Task requirements:
1. In the panel transcript, which agency is named as the lead on this?
2. Please print the panel transcript passage that begins at the words "What is required" and stops after "roll out slowly.".

Source passage:
****************************************

Nuts and Bolts of Financial Data Transparency Act and Disclosures for Issuers

Transcription:

Speaker 1 (00:05):

All right, we've got our next panel up. It is Nuts and Bolts of Financial Data Transparency Act and disclosures for issue.

Emily (00:13):

What is required to be reported. The law, as Emily was explaining, it covers eight different agencies and each agency is represented the same way in the language. And so for this piece of it, it's very vague, just municipal reporting. Now it could be the annual comprehensive financial report. It could be all of disclosure, it could be the offering statement, it could be all kinds of things, or it could start off with one type of report and then add to it over time. And frankly, what we see with the SEC, which is now named as the lead on this in terms of agencies, is that they have rolled out for public companies, certain reports need to be reported in structured format. And then later on, a few more and a few more. So over the years they have continuously added to it. So it very well could roll out slowly.

(01:09)

And if it comes into documents like the offering statement or some of the other disclosures that are more narrative, I know this is something that is very much of interest to people is narrative can also be very easily captured in machine readable format. Today, corporate entities have to report not only their financial statements, but the footnotes to the financial statements which are text. So it may be they don't cover their MD and A, but things like what is their accounting policy? And the nice thing about that is that a lot of people do like to extract that. That's really interesting information that they can extract and then they can compare against other entities in a similar industry or that are undergoing a similar situation. And we know that that's something that issuers on the corporate side use a lot because they may say, Hey, I'm going through this strange acquisition, let me see other entities that have done that. And then they can pull that data very quickly and easily because it's all structured.

****************************************

Given data:
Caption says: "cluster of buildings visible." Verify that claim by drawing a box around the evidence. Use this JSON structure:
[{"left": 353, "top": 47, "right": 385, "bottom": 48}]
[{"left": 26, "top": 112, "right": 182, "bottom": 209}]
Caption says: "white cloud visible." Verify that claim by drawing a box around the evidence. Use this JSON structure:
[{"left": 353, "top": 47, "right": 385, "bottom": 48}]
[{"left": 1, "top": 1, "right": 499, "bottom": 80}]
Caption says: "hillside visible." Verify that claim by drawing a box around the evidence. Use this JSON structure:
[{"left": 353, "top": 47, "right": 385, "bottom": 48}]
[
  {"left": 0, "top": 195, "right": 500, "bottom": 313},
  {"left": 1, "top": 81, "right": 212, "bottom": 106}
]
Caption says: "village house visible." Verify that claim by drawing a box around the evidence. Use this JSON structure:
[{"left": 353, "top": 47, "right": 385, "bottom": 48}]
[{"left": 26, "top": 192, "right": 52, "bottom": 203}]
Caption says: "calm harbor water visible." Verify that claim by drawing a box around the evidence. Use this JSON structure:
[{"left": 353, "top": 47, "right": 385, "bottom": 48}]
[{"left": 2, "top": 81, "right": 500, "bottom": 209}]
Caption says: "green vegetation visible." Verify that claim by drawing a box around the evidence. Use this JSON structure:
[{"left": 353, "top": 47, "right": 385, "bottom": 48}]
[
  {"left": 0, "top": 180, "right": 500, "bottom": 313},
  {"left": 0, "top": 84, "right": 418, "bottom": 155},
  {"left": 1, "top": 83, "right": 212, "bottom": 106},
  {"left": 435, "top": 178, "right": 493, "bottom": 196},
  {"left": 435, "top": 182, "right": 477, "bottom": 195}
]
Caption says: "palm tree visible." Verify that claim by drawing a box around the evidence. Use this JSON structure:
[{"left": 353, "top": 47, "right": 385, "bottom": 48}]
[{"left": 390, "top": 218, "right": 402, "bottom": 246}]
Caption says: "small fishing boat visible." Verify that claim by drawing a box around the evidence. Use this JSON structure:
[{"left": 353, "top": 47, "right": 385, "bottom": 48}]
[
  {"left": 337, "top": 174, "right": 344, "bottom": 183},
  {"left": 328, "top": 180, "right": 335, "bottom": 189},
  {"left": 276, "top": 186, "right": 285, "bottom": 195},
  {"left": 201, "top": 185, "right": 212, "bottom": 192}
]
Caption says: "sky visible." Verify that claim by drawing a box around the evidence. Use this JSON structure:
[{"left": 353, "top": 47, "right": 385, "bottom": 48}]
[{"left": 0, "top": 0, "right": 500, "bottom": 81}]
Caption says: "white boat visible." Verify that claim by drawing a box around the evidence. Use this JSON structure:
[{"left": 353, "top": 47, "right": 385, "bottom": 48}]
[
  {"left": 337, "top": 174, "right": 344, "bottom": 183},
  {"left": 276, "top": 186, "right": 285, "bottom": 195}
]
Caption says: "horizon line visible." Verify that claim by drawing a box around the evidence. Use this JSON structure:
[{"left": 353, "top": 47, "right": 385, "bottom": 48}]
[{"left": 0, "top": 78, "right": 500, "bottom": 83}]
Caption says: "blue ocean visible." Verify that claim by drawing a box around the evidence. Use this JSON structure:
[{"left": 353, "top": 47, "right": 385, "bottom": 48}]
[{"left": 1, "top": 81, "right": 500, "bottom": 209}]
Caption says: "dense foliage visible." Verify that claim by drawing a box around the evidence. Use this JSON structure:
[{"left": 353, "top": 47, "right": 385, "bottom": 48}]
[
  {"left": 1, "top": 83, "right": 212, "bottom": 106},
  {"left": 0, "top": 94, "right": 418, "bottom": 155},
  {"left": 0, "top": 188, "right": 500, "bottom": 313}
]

****************************************

Per-task outputs:
1. The SEC.

2.
What is required to be reported. The law, as Emily was explaining, it covers eight different agencies and each agency is represented the same way in the language. And so for this piece of it, it's very vague, just municipal reporting. Now it could be the annual comprehensive financial report. It could be all of disclosure, it could be the offering statement, it could be all kinds of things, or it could start off with one type of report and then add to it over time. And frankly, what we see with the SEC, which is now named as the lead on this in terms of agencies, is that they have rolled out for public companies, certain reports need to be reported in structured format. And then later on, a few more and a few more. So over the years they have continuously added to it. So it very well could roll out slowly.